Другой товарищ, друг и предмет обожания Крамского был — Ге. Они сблизились с самого возвращения Ге из-за границы, с его тотчас же прославившейся „Тайной вечерей“; они вместе работали над устройством и организацией Товарищества передвижных выставок (идею которого первый высказал, впрочем, Мясоедов) и долгие годы отстаивали потом самое его существование. Это общее дело долго связывало их вместе. Что касается собственно художественного дела, то, правда, в 1874 году Крамской писал Репину, что Ге „погиб, т. е. поздно оказывается учиться (да он и не учился никогда)“, но картина Ге „Петр I с сыном, царевичем Алексеем Петровичем“ приводила его в неописанный восторг, он придавал ей громадное значение и говорил, что на выставке 1873 года она производила впечатление „опрашивающее“.
Художник, всегда близкий душе Крамского, — это пейзажист Шишкин. Разбору или упоминанию его картин посвящено много места в его переписке; конечно, в устных беседах Шишкин был у него всегда еще более на сцене. В 1885 году Крамской писал А. С. Суворину: „До Шишкина в России были пейзажи выдуманные, такие, каких нигде и никогда не существовало (исключая Щедрина и Лебедева); этого мало: Шишкин остается единственным и до сих пор, как знаток и рисовальщик дерева вообще, и хвойного леса в особенности. Когда Шишкина не будет, тогда только поймут, что преемник ему сыщется не скоро“. Конечно, в Шишкине Крамской всегда видел также все его недостатки, иногда „недостаток поэзии“ (как он выражался), недостаток собственно „письма“, и никогда не скрывал этих своих мнений о нем, но очень многие его картины все-таки не мог не признавать „характеристическим явлением русской живописи“ (его картина „Лес“, 1872), картинами „превосходными“ (картина „Сосновый лес“, „Туманное утро“, 1885), а самого его — истинным учителем наших пейзажистов, в том числе и рано погибшего громадно-талантливого Федора Васильева.

Задания к выполнению
**1.** Ответьте на вопросы по тексту о Крамском:
(a) Кто первым высказал идею Товарищества передвижных выставок?
(b) Кому Крамской писал о Шишкине в 1885 году?
(c) Каких художников Крамской исключал, говоря о выдуманных пейзажах до Шишкина?
**2.** Сдвиньте на 93 каждую координату вершин в ответе листинга и воспроизведите весь листинг построчно. Остальные строки перепишите без изменений.
Текст и листинг между собой никак не связаны.

Извлечённые материалы
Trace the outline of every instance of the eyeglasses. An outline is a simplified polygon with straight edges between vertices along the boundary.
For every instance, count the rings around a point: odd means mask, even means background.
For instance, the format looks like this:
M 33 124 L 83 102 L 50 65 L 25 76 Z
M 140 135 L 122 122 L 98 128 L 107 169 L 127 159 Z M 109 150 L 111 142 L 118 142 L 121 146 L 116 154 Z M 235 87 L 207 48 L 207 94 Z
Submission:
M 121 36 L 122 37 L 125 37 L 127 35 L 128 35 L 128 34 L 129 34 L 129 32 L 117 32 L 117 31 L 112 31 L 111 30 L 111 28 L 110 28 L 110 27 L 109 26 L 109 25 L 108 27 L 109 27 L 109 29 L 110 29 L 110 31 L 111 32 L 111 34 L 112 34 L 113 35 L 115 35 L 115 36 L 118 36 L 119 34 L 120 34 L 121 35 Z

Ответы по заданиям
**1.**
(a) Мясоедов.
(b) А. С. Суворину.
(c) Щедрина и Лебедева.

**2.**
Trace the outline of every instance of the eyeglasses. An outline is a simplified polygon with straight edges between vertices along the boundary.
For every instance, count the rings around a point: odd means mask, even means background.
For instance, the format looks like this:
M 33 124 L 83 102 L 50 65 L 25 76 Z
M 140 135 L 122 122 L 98 128 L 107 169 L 127 159 Z M 109 150 L 111 142 L 118 142 L 121 146 L 116 154 Z M 235 87 L 207 48 L 207 94 Z
Submission:
M 214 129 L 215 130 L 218 130 L 220 128 L 221 128 L 221 127 L 222 127 L 222 125 L 210 125 L 210 124 L 205 124 L 204 123 L 204 121 L 203 121 L 203 120 L 202 119 L 202 118 L 201 120 L 202 120 L 202 122 L 203 122 L 203 124 L 204 125 L 204 127 L 205 127 L 206 128 L 208 128 L 208 129 L 211 129 L 212 127 L 213 127 L 214 128 Z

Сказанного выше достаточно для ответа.